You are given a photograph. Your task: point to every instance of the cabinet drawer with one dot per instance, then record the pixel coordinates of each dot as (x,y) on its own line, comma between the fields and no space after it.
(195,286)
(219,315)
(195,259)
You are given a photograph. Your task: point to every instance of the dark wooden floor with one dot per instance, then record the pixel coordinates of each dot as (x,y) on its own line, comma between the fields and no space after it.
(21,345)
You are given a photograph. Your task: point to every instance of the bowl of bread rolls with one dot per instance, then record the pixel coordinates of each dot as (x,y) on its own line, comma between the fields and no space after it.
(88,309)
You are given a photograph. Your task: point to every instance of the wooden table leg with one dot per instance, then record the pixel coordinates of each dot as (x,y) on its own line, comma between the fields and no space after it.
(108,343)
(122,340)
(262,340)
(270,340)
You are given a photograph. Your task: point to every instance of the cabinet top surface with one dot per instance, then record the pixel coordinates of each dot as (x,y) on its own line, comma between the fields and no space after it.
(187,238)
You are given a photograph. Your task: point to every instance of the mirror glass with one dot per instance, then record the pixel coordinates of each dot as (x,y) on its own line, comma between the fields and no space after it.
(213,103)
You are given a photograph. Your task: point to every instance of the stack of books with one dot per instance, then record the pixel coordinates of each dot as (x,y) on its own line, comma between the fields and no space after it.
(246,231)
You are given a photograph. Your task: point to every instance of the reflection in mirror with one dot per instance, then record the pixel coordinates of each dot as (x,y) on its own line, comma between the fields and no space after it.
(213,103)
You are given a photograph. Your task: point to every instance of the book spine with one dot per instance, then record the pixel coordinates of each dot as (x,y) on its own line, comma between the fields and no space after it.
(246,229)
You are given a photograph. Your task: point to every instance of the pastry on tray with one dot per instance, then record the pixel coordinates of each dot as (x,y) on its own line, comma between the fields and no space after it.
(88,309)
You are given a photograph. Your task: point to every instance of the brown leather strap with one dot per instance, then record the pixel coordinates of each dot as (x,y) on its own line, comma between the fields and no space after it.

» Directive
Set down the material above again, word for word.

» Right answer
You are given a photograph. Your task: point to every instance of the cabinet drawer with one dot per instance, then record the pixel coordinates of each dot as (x,y) on its own line, comma between the fields and no space after it.
(195,286)
(219,315)
(195,259)
You are given a photograph. Your task: point to every instance of the dark wooden floor with one dot per instance, then record the pixel coordinates of each dot as (x,y) on its own line, comma between the fields and no space after it.
(21,345)
You are given a photograph. Your task: point to every instance of the bowl of bread rolls with one dot per instance, then record the pixel coordinates of each dot as (x,y) on its own line, comma between the fields and no space after it.
(88,309)
You are given a photograph. Your task: point to every instance of the wooden table leg with one dot per instance, then record the pixel coordinates of each dot as (x,y) on its own line, comma between the fields and no space after it.
(108,343)
(122,340)
(262,340)
(270,340)
You are given a photograph. Your task: point to every instance of the cabinet top surface with one dot per instance, then record the pixel coordinates of each dot as (x,y) on its own line, comma between the fields and no space after it.
(187,238)
You are given a photograph. Your task: point to every instance of the mirror glass with one dot per instance, then record the pixel coordinates of each dot as (x,y) on its own line, comma between the fields and no space after it.
(213,103)
You are given a photograph. Your task: point to every instance of the stack of books with one dot per instance, then record the pixel coordinates of each dot as (x,y) on its own line, comma between the fields and no space after it.
(246,231)
You are given a photograph. Your task: point to every instance of the reflection in mirror with one dot per instance, then record the pixel coordinates of each dot as (x,y) on its own line, comma between the fields and no space after it.
(213,103)
You are given a photograph. Your task: point to every instance of the book spine with one dot per instance, then record the pixel coordinates of each dot as (x,y) on its own line, comma between the fields and no space after it.
(246,229)
You are given a photograph. Your task: point to every instance of the pastry on tray with one dot per instance, then record the pixel coordinates of each dot as (x,y) on its own line, comma between the fields and no space after it.
(88,309)
You are given a photograph. Your task: point to every instance of the brown leather strap with one dot per instance, then record the pixel coordinates of each dot as (x,y) on its own line, comma between the fields and no space after it.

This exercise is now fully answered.